Selected extract:
****

The generally-acknowledged first step in the assessment process is agreement upon the 
objectives to be measured. Objectives may involve factual knowledge, demonstrable skills, or 
developmental tasks, and may be wholly framed within a specific domain of knowledge (e.g., a 
licensing examination) or more broadly (e.g., an admissions examination). While the former may 
entice interest, assessment within a discipline necessarily reflects the experience of only a subset 
of students. As a result, most prior large-scale efforts at quantifying the outcomes associated 
with students’ participation in postsecondary education have taken a more generic approach. 

The National Education Goals of 2000 project, which spanned both the Bush and Clinton 
administrations, is a notable example. That project delineated three skill areas: (a) oral and 
written communication; (b) critical thinking; and (c) problem solving. Because the meaning or 
definitions of these skill areas was seen to be lacking, steps were taken to define them more 
specifically (Jones, Hoffman, Moore, Ratcliff, Tibbetts, & Click, 1995). Definitions, however, 
were about as far as the postsecondary component of the National Education Goals (US 
Department of Education, 1994) project progressed.

****

Data extract:

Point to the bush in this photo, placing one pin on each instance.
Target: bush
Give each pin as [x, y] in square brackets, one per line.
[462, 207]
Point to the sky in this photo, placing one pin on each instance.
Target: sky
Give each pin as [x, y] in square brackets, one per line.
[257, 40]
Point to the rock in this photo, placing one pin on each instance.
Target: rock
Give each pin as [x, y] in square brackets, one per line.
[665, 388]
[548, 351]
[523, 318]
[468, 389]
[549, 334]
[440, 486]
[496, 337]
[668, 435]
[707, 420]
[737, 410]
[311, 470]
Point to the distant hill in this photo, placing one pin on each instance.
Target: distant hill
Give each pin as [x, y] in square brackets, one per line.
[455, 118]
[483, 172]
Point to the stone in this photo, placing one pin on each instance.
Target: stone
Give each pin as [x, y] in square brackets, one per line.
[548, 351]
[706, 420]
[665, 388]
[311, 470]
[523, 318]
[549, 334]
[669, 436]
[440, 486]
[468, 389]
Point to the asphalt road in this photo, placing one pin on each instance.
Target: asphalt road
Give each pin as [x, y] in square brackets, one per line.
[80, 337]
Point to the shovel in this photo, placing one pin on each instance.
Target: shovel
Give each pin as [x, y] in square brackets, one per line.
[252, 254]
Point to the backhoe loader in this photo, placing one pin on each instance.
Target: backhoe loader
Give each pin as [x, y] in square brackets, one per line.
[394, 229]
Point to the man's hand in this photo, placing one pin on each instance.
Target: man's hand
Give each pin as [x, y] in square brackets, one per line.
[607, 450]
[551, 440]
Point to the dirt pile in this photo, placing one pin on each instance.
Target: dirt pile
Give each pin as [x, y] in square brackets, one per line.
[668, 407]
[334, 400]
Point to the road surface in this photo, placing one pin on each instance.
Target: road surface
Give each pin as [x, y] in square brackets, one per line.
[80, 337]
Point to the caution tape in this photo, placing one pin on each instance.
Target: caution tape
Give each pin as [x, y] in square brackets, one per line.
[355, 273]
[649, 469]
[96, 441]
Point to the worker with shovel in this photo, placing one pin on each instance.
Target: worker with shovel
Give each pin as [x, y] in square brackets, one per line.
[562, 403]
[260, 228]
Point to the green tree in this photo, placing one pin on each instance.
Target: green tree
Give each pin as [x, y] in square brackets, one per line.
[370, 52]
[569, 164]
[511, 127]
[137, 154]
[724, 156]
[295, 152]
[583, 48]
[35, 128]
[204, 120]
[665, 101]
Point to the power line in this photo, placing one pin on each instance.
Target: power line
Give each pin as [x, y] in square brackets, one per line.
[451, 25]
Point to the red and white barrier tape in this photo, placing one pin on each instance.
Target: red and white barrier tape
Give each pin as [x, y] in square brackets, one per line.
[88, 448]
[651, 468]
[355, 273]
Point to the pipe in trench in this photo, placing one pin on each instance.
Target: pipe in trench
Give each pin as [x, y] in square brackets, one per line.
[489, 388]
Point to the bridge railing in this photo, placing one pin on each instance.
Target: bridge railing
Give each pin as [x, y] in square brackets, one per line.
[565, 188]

****

Parts of the exercise:
(a) Answer these questions from the passage on assessing postsecondary outcomes:
(i) What is generally acknowledged as the first step in the assessment process?
(ii) Which three skill areas did the National Education Goals of 2000 project delineate?
(iii) Which two administrations did that project span?
(b) Extract word for word the part of the passage on assessing postsecondary outcomes from "The National Education Goals of" to "1994) project progressed.".
(c) Extend the passage on assessing postsecondary outcomes with new text that picks up after its final sentence.
The listing comes from a separate source, unrelated to the passage on assessing postsecondary outcomes.

Exercise responses:
(a)
(i) Agreement upon the objectives to be measured.
(ii) Oral and written communication, critical thinking, and problem solving.
(iii) The Bush and Clinton administrations.

(b)
The National Education Goals of 2000 project, which spanned both the Bush and Clinton 
administrations, is a notable example. That project delineated three skill areas: (a) oral and 
written communication; (b) critical thinking; and (c) problem solving. Because the meaning or 
definitions of these skill areas was seen to be lacking, steps were taken to define them more 
specifically (Jones, Hoffman, Moore, Ratcliff, Tibbetts, & Click, 1995). Definitions, however, 
were about as far as the postsecondary component of the National Education Goals (US 
Department of Education, 1994) project progressed.

(c)
The Lumina Foundation’s Degree Qualifications Profile (DQP), inspired by the European 
Union’s Bologna Process, is a more recent example (Adehnan, Ewell, Gaston, and Schneider, 
2011). The DQP, which attempts to define the substance of an undergraduate degree, includes 
five broad areas: (a) integrative knowledge, (b) specialized knowledge, (c) intellectual skills, (d) 
applied learning, and (e) civic learning. While the profile offers some general characterizations 
of these five areas, the specific definition of each DQP dimension has not yet been worked out. 
And, to date, no assessment instrument is part of this DQP process.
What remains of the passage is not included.